Work instructions: Reproduce every one of the following rows verbatim, with no changes of any kind.
── Information shown
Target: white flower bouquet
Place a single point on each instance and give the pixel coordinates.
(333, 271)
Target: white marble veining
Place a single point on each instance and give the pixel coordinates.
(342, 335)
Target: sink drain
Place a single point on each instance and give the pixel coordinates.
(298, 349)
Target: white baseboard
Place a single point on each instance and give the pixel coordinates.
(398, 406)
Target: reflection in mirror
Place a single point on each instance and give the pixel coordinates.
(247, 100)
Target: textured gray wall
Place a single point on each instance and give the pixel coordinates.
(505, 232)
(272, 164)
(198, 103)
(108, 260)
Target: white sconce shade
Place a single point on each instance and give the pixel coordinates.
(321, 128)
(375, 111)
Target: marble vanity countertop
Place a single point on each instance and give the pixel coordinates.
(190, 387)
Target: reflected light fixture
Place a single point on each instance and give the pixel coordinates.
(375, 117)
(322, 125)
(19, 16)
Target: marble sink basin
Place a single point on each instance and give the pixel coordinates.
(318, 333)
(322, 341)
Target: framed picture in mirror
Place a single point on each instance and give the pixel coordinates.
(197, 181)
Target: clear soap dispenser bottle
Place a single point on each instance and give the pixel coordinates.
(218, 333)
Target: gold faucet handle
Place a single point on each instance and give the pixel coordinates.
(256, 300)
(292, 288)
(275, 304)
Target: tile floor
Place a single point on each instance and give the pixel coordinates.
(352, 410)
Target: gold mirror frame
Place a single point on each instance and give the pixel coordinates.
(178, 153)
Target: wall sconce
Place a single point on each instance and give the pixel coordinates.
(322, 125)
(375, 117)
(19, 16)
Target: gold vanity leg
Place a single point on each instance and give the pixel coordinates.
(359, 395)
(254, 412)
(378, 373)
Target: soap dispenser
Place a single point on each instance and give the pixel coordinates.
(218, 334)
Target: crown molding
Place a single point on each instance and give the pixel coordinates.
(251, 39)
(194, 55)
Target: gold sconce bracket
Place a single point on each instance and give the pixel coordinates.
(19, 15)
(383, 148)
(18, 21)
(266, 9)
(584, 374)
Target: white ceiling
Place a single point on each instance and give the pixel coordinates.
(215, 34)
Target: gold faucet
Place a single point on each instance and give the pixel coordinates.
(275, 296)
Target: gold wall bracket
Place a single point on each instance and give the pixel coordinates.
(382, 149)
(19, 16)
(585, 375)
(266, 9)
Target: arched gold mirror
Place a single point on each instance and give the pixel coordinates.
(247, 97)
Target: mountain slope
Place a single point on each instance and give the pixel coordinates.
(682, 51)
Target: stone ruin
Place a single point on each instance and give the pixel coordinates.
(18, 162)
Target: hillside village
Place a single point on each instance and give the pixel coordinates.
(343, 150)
────
Written response:
Target: white flower bouquet
Place a single point on each instance and give the pixel coordinates.
(333, 271)
Target: white marble veining
Place a single point on each instance and give the pixel coordinates.
(342, 335)
Target: sink drain
Place a single point on each instance and give the pixel coordinates.
(298, 349)
Target: white baseboard
Place a single point on each instance and give the pixel coordinates.
(398, 406)
Target: reflection in mirror
Place a single point on each instance and give the pixel coordinates.
(247, 100)
Target: textured gray wall
Place a single point on each instance and give the pixel coordinates.
(505, 232)
(272, 164)
(198, 103)
(108, 260)
Target: white sconce shade
Place a single point on each instance and give the pixel coordinates.
(321, 128)
(375, 111)
Target: marble vanity countertop
Place a single point on each instance and give the pixel coordinates.
(190, 387)
Target: reflected light fixture
Place a single point on each instance and give the pixel coordinates.
(375, 117)
(322, 125)
(19, 16)
Target: marble sink basin
Place a single point on each instance and give the pixel coordinates.
(318, 333)
(322, 341)
Target: framed picture in mirror
Place a single point on each instance and give the pixel coordinates.
(197, 181)
Target: clear soap dispenser bottle
Place a single point on each instance and give the pixel coordinates.
(218, 333)
Target: gold faucet handle
Place a single point on each instance and give the pixel coordinates.
(256, 300)
(292, 288)
(275, 304)
Target: tile floor
Place a single point on each instance and give the pixel coordinates.
(352, 410)
Target: gold mirror frame
Place a single point on each instance and give the pixel coordinates.
(178, 153)
Target: wall sconce
Place a single point on each instance and give the pixel coordinates.
(322, 125)
(375, 117)
(19, 16)
Target: gold vanity leg
Place a single point on each instance and give the pixel coordinates.
(359, 395)
(254, 412)
(378, 373)
Target: soap dispenser
Place a single point on each instance and give the pixel coordinates.
(218, 334)
Target: crown molding
Place a single point on each instance and give the pixel coordinates.
(251, 39)
(194, 55)
Target: gold sconce bracket
Place a single point on each instance and give the pixel coordinates.
(19, 15)
(383, 148)
(18, 21)
(266, 9)
(584, 374)
Target: white ceiling
Place a single point on each instance and give the pixel coordinates.
(215, 34)
Target: gold faucet
Place a single point on each instance and give the pixel coordinates.
(275, 296)
Target: gold wall bracket
Place a single point on each instance and give the pixel coordinates.
(382, 149)
(19, 16)
(585, 375)
(266, 9)
Target: arched gold mirror
Place a single point on each instance and give the pixel coordinates.
(247, 97)
Target: mountain slope
Place a single point on each instance and give the pixel coordinates.
(682, 51)
Target: stone ruin
Place a single point on each instance and give the pixel coordinates.
(18, 162)
Target: hillside village
Place a single point on each instance and give the pixel coordinates.
(343, 150)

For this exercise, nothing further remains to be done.